Task brief: Determine how many lines of the records below contain the string "field", treating uppercase and lowercase letters as distinct. Give only the number.
--------------------
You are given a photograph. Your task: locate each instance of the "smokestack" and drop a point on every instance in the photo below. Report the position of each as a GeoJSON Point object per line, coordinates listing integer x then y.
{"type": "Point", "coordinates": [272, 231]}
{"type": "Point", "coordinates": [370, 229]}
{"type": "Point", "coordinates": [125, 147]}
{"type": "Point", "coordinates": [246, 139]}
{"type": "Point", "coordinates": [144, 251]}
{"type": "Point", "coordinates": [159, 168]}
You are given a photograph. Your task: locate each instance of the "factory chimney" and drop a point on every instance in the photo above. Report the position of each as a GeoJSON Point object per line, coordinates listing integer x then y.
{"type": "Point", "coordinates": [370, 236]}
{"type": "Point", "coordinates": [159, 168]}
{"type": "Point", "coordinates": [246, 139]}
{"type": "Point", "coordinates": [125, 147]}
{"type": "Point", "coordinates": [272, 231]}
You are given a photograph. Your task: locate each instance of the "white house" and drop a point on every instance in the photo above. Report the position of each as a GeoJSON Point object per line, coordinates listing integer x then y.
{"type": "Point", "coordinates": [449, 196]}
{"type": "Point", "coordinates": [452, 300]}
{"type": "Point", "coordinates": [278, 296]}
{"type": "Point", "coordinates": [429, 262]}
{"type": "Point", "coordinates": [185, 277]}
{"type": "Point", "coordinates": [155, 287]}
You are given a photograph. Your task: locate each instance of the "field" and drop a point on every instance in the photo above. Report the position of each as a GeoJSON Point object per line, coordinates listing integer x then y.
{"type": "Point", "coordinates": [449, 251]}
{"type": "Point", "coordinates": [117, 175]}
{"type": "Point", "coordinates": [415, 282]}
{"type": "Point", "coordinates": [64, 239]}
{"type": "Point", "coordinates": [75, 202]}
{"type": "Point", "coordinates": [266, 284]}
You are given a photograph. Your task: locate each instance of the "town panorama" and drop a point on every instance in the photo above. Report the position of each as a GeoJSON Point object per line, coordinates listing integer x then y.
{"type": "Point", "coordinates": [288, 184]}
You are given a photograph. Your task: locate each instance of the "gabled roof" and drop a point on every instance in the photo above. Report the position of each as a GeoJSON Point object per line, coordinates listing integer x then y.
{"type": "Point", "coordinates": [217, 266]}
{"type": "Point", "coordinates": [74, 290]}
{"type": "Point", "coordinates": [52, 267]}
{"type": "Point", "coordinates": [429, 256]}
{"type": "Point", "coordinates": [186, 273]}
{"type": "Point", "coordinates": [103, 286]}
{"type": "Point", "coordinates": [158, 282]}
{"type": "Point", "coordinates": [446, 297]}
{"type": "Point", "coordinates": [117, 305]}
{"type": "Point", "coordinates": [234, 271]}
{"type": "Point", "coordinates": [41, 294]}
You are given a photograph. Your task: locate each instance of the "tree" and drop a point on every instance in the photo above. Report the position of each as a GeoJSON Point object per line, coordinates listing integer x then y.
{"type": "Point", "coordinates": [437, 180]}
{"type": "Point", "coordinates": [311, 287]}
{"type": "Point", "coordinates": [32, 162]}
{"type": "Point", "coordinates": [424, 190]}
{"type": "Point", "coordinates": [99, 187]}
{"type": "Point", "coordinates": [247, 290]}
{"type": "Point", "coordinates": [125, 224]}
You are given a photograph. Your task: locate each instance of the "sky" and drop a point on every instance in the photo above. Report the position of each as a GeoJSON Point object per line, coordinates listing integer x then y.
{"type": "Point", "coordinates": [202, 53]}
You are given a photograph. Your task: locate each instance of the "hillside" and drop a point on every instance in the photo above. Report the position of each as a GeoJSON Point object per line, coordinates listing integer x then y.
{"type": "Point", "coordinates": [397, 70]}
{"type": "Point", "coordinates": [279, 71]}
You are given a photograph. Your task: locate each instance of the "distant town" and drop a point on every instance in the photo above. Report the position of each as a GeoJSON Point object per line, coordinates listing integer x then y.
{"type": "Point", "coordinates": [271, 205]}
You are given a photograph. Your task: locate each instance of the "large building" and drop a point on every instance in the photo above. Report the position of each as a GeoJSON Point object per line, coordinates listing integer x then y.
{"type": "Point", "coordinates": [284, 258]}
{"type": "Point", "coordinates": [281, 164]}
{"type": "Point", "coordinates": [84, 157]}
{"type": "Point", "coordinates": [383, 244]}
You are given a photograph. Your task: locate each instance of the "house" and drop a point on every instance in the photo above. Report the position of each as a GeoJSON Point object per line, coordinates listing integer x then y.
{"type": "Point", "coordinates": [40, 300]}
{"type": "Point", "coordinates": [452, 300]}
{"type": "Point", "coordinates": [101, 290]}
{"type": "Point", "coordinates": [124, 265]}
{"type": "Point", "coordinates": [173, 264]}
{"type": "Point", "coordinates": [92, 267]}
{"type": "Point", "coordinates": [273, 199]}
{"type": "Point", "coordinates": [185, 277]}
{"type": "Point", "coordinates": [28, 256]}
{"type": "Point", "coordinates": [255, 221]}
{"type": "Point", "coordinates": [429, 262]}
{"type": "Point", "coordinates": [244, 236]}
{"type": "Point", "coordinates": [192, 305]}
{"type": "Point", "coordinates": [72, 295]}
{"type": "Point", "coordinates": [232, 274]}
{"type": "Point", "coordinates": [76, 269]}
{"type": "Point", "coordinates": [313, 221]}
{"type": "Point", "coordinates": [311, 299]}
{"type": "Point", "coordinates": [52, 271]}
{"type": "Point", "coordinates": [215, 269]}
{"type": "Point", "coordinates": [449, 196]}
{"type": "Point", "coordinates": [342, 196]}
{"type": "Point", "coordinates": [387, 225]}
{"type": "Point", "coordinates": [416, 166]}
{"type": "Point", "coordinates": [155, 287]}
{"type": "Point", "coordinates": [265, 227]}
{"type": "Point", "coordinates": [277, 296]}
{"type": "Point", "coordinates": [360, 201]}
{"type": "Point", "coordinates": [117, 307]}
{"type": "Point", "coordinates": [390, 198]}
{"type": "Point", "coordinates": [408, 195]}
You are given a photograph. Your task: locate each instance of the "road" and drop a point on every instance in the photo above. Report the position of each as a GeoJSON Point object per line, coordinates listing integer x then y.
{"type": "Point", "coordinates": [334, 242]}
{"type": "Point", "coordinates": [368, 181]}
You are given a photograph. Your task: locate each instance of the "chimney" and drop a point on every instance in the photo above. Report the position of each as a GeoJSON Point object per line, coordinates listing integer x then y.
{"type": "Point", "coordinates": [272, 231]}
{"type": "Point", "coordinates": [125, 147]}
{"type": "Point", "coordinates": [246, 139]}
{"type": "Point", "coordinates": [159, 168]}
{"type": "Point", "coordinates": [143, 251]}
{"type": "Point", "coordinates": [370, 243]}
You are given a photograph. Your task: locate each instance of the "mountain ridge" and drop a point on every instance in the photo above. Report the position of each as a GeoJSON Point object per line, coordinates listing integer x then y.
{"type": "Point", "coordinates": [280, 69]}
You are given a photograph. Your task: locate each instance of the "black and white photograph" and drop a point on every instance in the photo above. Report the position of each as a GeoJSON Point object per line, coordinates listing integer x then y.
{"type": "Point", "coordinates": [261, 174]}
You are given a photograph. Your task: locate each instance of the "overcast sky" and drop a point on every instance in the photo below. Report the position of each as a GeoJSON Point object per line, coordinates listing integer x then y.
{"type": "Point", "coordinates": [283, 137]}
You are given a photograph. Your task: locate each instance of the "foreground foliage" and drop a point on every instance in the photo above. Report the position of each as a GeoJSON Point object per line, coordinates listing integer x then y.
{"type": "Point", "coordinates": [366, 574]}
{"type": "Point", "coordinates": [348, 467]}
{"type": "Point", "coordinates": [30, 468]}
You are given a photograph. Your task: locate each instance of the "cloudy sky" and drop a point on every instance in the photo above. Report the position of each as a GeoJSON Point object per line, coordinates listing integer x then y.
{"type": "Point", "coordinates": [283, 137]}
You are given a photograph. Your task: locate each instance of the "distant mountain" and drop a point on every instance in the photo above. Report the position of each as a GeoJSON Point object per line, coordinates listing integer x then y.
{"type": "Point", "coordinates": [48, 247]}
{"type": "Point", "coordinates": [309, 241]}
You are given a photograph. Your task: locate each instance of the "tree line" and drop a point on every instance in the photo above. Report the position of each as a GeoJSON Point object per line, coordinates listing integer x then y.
--------------------
Output of the exercise: 1